**Task requirements:** Can you write out all of the records below word for word, leaving out the pictures?

Data listing:
* BEGIN *

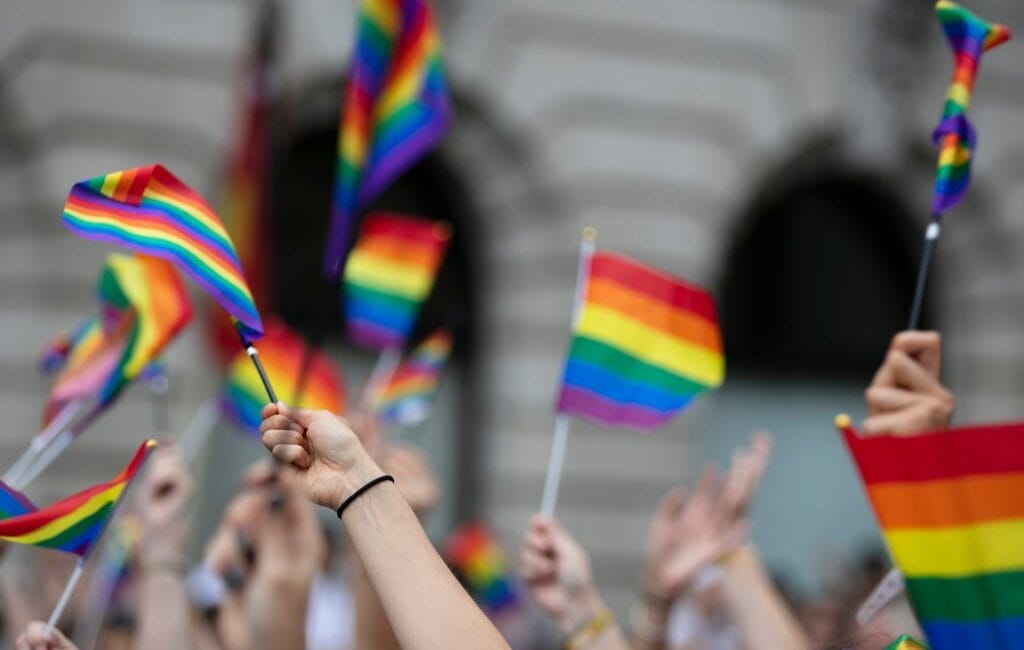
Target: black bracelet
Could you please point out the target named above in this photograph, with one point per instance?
(348, 502)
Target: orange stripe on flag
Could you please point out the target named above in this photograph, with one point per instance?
(653, 313)
(944, 503)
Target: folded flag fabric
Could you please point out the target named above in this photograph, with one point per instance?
(408, 397)
(76, 523)
(477, 559)
(969, 36)
(13, 503)
(644, 345)
(395, 110)
(148, 210)
(906, 642)
(950, 505)
(389, 274)
(282, 352)
(142, 306)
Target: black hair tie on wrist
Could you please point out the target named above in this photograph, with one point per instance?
(348, 502)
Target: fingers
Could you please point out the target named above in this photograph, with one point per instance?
(292, 455)
(925, 347)
(303, 417)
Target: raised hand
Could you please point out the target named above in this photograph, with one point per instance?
(906, 395)
(557, 571)
(162, 505)
(330, 462)
(36, 637)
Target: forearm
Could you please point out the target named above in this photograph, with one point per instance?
(372, 626)
(163, 616)
(426, 606)
(764, 619)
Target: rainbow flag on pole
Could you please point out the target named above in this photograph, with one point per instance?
(408, 397)
(969, 36)
(644, 345)
(389, 274)
(76, 523)
(142, 306)
(148, 210)
(282, 352)
(395, 110)
(950, 505)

* END *

**Final result:**
Target: black bracelet
Could you please point out the target named above in this photograph, with one point per instance?
(348, 502)
Target: orange stripe on flag
Could you please point out the target named above in this photograph, with one point per instance?
(653, 313)
(944, 503)
Target: folded flag fabric
Could you please point out the target named above in this photograph, with one point per instance?
(408, 397)
(76, 523)
(477, 559)
(969, 36)
(13, 503)
(644, 345)
(395, 110)
(148, 210)
(906, 642)
(950, 505)
(389, 274)
(282, 352)
(142, 306)
Target: black hair tie on wrist
Could you please point out the target named above in this photograph, with one point per instance?
(348, 502)
Target: fingers
Could you please point out the target named above in this photograph, with one point per instance?
(292, 455)
(925, 347)
(303, 417)
Target: raised hand
Could you please point out the target named above in this photograph, with one point per instance?
(906, 395)
(557, 571)
(162, 505)
(330, 462)
(36, 637)
Target: forearm
Could you please point out the target named above in this photograph, with one point per instance?
(372, 626)
(163, 616)
(426, 606)
(764, 619)
Target: rainbow flag on pole
Could you please point out the target named above in this photograph, with one point per instance?
(408, 397)
(969, 36)
(644, 345)
(389, 274)
(76, 523)
(142, 306)
(148, 210)
(282, 352)
(395, 110)
(950, 505)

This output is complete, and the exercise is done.